*本文抜粋*
パラレルキャリアによる地方創生 | 瀬崎真広
宇野常寛が火曜日のキャスターを担当する番組「NewsX」(dTVチャンネル・ひかりTVチャンネル+にて放送中)の書き起こしをお届けします。3月19日に放送されたvol.27のテーマは「パラレルキャリアとしての地方創生」。NPO法人ZESDAの瀬崎真広さんをゲストに迎え、東京のプロボノであるZESDAが、石川県能登半島にある「春蘭の里」をいかに盛り上げていったか。その活動の詳細と、地域創生の理想的なあり方についてお話を伺いました。(構成:籔 和馬)
NewsX vol.27 「パラレルキャリアによる地方創生」
2019年3月19日放送
ゲスト:瀬崎真広(NPO法人ZESDA)
アシスタント:得能絵理子
地方創生の成功例、春蘭の里の魅力
得能 NewsX火曜日、今日のゲストはNPO法人 ZESDAの瀬崎真広さんです。瀬崎さんはパラレルキャリアで、プロボノとしての活動と本業がおありなんですよね。
瀬崎 そのとおりです。私は某金融機関に勤めています。そこでの仕事ももちろん楽しいんですけども、それ以外の職域に囚われない、いろんな活動をしてみたいなと思っていまして、家庭と仕事以外の第三の場としてパラレルキャリアという選択肢をとっています。
得能 今日のテーマは「パラレルキャリアによる地方創生」で、最初のキーワードは「ZESDAの取り組み」です。
宇野 ZESDAとは何の略なの?
瀬崎 これは略称で、最初のZがZipangのZですね。
宇野 なんでJじゃないの?
瀬崎 公共団体でよくJを使ってしまっているので、風変わりな代表がZにしようと考えて「Zipang Economic System Design Association」と名づけたと聞いております。
宇野 ZESDAは具体的に何をやっているの?
瀬崎 ZESDAはいわゆるプロボノ系の団体です。プロボノとは、本業の専門知識などを活かした公益性が高いボランティア活動ですね。
宇野 ちなみにどんな人がいるの?
瀬崎 プロボノはアメリカなどでは、弁護士やコンサルが集まって、専門知識を活かして公益性が高い活動をしようという団体なんです。その中でもZESDAは特徴的で、多様性があるんですね。商社マン、銀行員、コンサル、メーカー勤務者、学者の方など、いろんな職種の方がいます。そういう多様性のなかでのかけ合わせから、なにか価値のあるものをつくろうというような理念を持って活動しております。
宇野 僕はZESDAの人たちと縁があって、何年も仲良くさせてもらっていて、その縁で石川県の春蘭の里に取材に行っています。春蘭の里は、ZESDAが関わった地方創生プロジェクトの中でも最大の成功例ですよね。前半は瀬崎さんに春蘭の里の取り組みなどをあらためて紹介してもらい、もう一回プロボノと地方創生というテーマの基礎知識を確認していきながら話していけたらと思っています。

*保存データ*

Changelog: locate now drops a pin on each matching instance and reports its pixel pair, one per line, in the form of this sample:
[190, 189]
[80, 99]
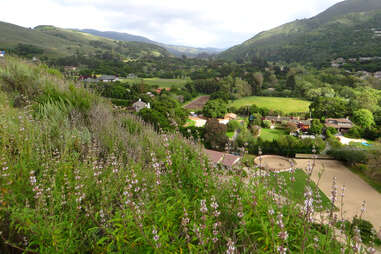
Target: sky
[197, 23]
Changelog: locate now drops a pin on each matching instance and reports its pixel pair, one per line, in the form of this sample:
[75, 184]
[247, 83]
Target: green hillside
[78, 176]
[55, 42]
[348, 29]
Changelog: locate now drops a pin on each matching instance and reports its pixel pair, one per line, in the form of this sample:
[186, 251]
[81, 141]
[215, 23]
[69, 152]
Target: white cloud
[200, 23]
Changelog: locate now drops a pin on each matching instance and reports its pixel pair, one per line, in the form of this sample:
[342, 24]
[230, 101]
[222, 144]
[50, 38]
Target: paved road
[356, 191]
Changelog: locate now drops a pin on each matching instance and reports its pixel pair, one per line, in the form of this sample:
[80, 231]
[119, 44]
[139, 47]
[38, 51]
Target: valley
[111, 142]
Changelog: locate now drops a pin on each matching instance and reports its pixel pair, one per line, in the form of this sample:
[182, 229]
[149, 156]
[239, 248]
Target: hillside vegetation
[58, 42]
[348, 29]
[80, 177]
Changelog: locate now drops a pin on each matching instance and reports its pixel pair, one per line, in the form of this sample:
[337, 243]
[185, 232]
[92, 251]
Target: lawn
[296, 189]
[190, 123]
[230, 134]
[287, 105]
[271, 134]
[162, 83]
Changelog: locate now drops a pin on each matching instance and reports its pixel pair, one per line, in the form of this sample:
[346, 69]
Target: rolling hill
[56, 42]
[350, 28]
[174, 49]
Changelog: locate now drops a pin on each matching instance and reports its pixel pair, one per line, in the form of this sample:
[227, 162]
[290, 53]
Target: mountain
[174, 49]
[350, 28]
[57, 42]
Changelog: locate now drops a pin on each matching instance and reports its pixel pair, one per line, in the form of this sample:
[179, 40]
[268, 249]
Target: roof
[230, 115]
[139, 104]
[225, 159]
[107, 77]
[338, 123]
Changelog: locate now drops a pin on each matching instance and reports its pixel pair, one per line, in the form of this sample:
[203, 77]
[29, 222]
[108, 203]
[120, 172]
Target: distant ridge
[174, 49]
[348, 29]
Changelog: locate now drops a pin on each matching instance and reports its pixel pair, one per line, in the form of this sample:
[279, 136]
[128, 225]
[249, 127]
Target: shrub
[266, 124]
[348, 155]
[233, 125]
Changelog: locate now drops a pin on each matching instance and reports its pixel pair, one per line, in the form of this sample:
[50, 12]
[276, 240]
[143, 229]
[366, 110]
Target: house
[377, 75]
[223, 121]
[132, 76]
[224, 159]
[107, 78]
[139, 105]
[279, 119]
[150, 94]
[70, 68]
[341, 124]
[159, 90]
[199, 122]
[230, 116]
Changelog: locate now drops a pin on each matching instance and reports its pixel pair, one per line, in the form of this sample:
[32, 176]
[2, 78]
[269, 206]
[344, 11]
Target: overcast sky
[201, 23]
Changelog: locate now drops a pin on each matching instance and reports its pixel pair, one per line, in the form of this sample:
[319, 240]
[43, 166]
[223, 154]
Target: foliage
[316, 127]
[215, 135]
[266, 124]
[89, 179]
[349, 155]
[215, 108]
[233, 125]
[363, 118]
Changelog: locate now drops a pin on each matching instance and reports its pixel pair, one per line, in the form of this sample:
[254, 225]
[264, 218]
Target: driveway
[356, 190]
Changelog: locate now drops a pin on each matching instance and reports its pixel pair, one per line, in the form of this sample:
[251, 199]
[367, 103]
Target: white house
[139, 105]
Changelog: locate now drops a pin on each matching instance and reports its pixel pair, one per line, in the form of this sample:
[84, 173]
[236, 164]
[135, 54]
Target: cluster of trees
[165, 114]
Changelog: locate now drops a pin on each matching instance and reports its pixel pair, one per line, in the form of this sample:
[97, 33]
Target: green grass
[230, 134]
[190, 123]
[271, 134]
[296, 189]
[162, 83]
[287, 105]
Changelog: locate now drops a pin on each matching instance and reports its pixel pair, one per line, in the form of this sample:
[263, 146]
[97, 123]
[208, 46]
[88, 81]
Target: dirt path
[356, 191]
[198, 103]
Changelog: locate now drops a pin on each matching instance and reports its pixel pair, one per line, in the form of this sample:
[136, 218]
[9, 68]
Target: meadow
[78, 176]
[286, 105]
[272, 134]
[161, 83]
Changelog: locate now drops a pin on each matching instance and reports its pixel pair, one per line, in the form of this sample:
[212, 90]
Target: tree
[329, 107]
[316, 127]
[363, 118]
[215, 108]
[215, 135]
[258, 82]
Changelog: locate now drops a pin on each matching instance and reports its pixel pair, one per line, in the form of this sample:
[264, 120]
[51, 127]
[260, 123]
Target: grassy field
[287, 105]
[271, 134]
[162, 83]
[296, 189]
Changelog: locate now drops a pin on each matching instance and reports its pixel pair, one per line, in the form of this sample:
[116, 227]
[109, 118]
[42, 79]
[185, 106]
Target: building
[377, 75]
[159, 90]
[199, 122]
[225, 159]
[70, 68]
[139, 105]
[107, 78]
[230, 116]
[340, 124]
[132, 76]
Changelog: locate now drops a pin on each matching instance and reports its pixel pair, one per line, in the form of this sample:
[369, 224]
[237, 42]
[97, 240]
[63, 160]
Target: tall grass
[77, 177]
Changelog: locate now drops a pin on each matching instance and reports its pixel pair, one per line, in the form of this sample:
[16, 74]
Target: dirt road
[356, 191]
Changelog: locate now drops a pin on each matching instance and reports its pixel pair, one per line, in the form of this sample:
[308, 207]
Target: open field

*小演習 A*
本文抜粋で、ZESDAに所属する人の職種として挙げられているものをすべて書き出しなさい。
*小演習 B*
本文抜粋をもとに、次の問いに答えなさい。
(i) vol.27が放送されたのは何年何月何日か。
(ii) この回のアシスタントを務めたのは誰か。
(iii) ZESDAの最初の「Z」は何という語の頭文字か。

*解答全文 A*
商社マン、銀行員、コンサル、メーカー勤務者、学者

*解答全文 B*
(i) 2019年3月19日
(ii) 得能絵理子
(iii) Zipang